Requirements:
Reproduce the material below verbatim, preserving every line in its original order.

Exercise materials:
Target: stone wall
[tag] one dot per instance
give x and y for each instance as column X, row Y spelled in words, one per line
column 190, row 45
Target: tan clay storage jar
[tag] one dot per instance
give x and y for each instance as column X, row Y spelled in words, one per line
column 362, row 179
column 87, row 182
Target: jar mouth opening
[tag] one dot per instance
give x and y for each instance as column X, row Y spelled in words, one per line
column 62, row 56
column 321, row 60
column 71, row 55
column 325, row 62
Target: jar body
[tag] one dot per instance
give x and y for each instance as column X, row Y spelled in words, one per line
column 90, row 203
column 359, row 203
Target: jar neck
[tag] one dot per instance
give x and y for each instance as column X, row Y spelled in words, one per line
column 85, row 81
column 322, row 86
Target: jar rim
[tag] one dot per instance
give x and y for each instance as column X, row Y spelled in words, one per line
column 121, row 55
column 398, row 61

Output for this exercise:
Target: stone wall
[tag] one dot per instance
give x and y for each instance as column X, row Y spelled in words, one per line
column 190, row 45
Target: tan clay storage jar
[tag] one dot per instance
give x and y for each instance as column X, row Y spelled in words, one per line
column 362, row 179
column 87, row 182
Target: jar mouth opening
[tag] one dot per instance
give x and y for each instance as column X, row Y spelled in words, one per line
column 62, row 56
column 321, row 60
column 71, row 55
column 325, row 62
Target: jar body
[tag] one dot per instance
give x and y for each instance as column X, row Y spelled in words, one per line
column 90, row 203
column 359, row 203
Target: jar neck
[tag] one dot per instance
give x and y for each instance as column X, row Y spelled in words, one per line
column 85, row 81
column 322, row 86
Target: jar rim
[tag] one dot per instance
give x and y for each instance as column X, row Y spelled in words, one per line
column 121, row 55
column 398, row 61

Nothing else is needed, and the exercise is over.